#### Work item
Without the pictures, reproduce the records that follow exactly.

#### Given information
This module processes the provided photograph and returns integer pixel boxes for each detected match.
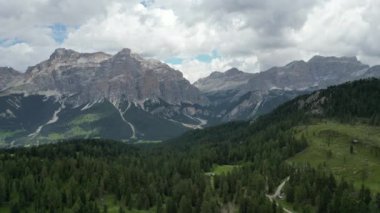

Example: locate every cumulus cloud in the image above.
[0,0,379,82]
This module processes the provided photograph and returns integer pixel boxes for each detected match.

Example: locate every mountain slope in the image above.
[267,78,380,122]
[192,56,379,122]
[245,56,370,91]
[175,78,380,145]
[1,50,379,145]
[0,94,192,147]
[1,79,379,212]
[171,79,380,211]
[0,48,212,145]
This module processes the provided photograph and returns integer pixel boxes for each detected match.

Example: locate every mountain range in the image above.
[0,48,379,147]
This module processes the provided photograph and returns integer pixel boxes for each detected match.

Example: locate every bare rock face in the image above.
[0,67,23,91]
[194,56,375,96]
[0,48,211,144]
[7,48,206,105]
[11,48,112,97]
[1,51,379,144]
[194,68,254,93]
[193,56,379,122]
[244,56,370,92]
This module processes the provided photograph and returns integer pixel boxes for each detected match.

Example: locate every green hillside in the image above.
[289,121,380,192]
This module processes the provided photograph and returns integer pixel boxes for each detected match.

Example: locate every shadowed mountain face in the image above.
[0,49,379,146]
[0,67,22,91]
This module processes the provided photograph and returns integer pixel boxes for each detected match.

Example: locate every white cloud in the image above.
[0,43,34,69]
[295,0,380,65]
[172,55,259,83]
[0,0,380,81]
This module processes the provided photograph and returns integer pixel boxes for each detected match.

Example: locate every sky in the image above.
[0,0,379,82]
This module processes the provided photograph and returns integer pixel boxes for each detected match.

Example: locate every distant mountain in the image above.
[0,67,22,91]
[244,56,371,91]
[194,68,254,93]
[192,56,380,122]
[175,78,380,145]
[0,49,379,147]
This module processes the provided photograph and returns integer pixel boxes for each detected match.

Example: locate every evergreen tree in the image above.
[200,200,212,213]
[178,196,192,213]
[165,197,176,213]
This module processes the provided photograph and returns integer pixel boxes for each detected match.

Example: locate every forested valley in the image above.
[1,79,380,213]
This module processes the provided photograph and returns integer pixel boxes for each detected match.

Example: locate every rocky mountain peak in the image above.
[49,48,79,60]
[205,68,244,80]
[0,67,23,90]
[25,48,111,75]
[48,48,111,63]
[0,67,21,75]
[308,55,361,64]
[225,68,243,76]
[285,60,307,68]
[5,48,205,105]
[207,71,222,78]
[114,48,132,58]
[194,68,254,93]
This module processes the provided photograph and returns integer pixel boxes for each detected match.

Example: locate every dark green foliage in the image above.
[259,78,380,127]
[0,79,379,212]
[284,166,379,212]
[321,78,380,120]
[0,123,299,212]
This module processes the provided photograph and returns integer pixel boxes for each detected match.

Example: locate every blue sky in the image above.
[0,38,24,47]
[165,50,220,65]
[165,57,183,65]
[49,23,68,44]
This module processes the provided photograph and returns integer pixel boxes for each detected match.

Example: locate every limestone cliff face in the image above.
[7,48,206,105]
[0,48,211,144]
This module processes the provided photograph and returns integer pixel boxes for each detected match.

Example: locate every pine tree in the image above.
[178,195,192,213]
[165,197,176,213]
[156,194,163,213]
[200,200,212,213]
[0,176,5,203]
[119,206,125,213]
[375,193,380,210]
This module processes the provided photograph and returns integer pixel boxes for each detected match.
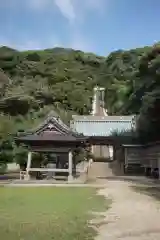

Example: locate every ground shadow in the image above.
[109,161,144,176]
[108,161,124,176]
[0,172,19,181]
[105,161,160,186]
[97,175,160,185]
[131,185,160,201]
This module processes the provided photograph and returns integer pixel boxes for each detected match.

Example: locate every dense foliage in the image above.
[0,43,160,166]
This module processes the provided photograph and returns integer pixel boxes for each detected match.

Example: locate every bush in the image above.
[26,53,40,62]
[0,162,7,174]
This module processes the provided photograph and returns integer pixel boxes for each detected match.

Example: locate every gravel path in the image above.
[95,180,160,240]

#### Expected answer
This module processes the provided photograph and returns integer pixel boxes for each detected match.

Example: locate every cumulus cloud in the image above.
[0,0,379,82]
This module processes the provided photograph and returns integer pixel boxes for each detected match.

Example: locate every mountain slope in the image above.
[267,78,380,122]
[192,56,379,122]
[245,56,370,91]
[175,78,380,145]
[1,50,379,145]
[0,94,192,147]
[1,79,379,212]
[171,79,380,211]
[0,48,212,145]
This module processes the provided photograph and returns integer pixel boxes for each detected match.

Example: locate every mountain range in the image above.
[0,48,379,147]
This module processes the provided photograph and returns integer pixel boxes for each detected match.

Example: locate every bare rock face in the image above.
[0,67,23,91]
[194,56,375,96]
[0,48,211,144]
[7,48,206,105]
[11,48,112,97]
[1,51,379,144]
[194,68,254,93]
[193,56,379,122]
[244,56,370,92]
This module processes the provided photograph and returns integer pixel boxes for each detected match.

Example: locate every green hillside in the image above.
[289,121,380,192]
This module processes the provided photograph and returns integer pixel boxes for each detected match.

Example: locate every shadowed mountain face in the image above.
[0,49,379,146]
[0,67,22,91]
This module processes the provided photograph and returns integer pixel boxes for each detected match.

Example: locate every white cloud in the image above.
[0,43,34,69]
[295,0,380,65]
[172,55,259,83]
[0,0,380,81]
This module processes the provided photograph and returns integer pixel boxes for each detected match.

Example: locate every sky in the image above.
[0,0,379,82]
This module processes the provided photograph and returns integer pixel boxes for each detected match.

Example: locate every distant mountain in the image above.
[0,67,22,91]
[244,56,371,91]
[194,68,254,93]
[192,56,380,122]
[175,78,380,145]
[0,49,379,147]
This module processes the provided photograph and returns integer pixel boxes for each detected match.

Example: locate every evergreen tree in the image above.
[200,200,212,213]
[178,196,192,213]
[165,197,176,213]
This module processes the provided photograph and returns integer pixel boxes for each detected match.

Example: locate every forested valley in the image above.
[1,79,380,213]
This module processes the provided photograph and returns integer pixel boxes for each detected match.

Example: locate every rocky mountain peak in the image above.
[49,48,79,60]
[205,68,244,80]
[0,67,23,90]
[25,48,111,75]
[48,48,111,63]
[0,67,21,75]
[308,55,361,64]
[225,68,243,76]
[285,60,307,68]
[5,48,205,105]
[207,71,222,78]
[114,48,132,58]
[194,68,254,93]
This module processes the provided photograph and returns integer pixel boxes for each detected match.

Example: locate every dark green foliage in the image above.
[259,78,380,127]
[0,79,379,212]
[284,166,379,212]
[321,78,380,120]
[0,123,299,212]
This module processes the provided photograph and returns integer pixel boxes for each detected match.

Example: locate every blue sky in the image above.
[0,38,24,47]
[165,50,220,65]
[165,57,183,65]
[49,23,68,44]
This module processes the provided photograph and returns integer pixel boxes for each detected match.

Example: locate every limestone cliff face in the image above.
[7,48,206,105]
[0,48,211,144]
This module processes the provided photograph and returns integer pixel boxes for each detected match.

Example: locate every pine tree in the image above.
[178,195,192,213]
[165,197,176,213]
[156,194,163,213]
[200,200,212,213]
[0,176,5,203]
[119,206,125,213]
[375,193,380,210]
This module processes the provided photograph and returns integer pixel boxes for each detected match.

Example: locate every ground shadow in the image above.
[109,161,144,176]
[108,161,124,176]
[0,172,19,181]
[105,161,160,186]
[97,175,160,185]
[131,185,160,201]
This module processes the provided photograph and returns integer pixel boxes for each detected match.

Example: locate every dense foliage in the image above.
[0,43,160,166]
This module processes the provided photograph and returns integer pixel boxes for each detected match.

Example: locate every bush in the image above.
[26,53,40,62]
[0,162,7,174]
This module processes the provided photograph and returns integer pixel boxes for each detected match.

Example: locate every gravel path in the image above.
[95,180,160,240]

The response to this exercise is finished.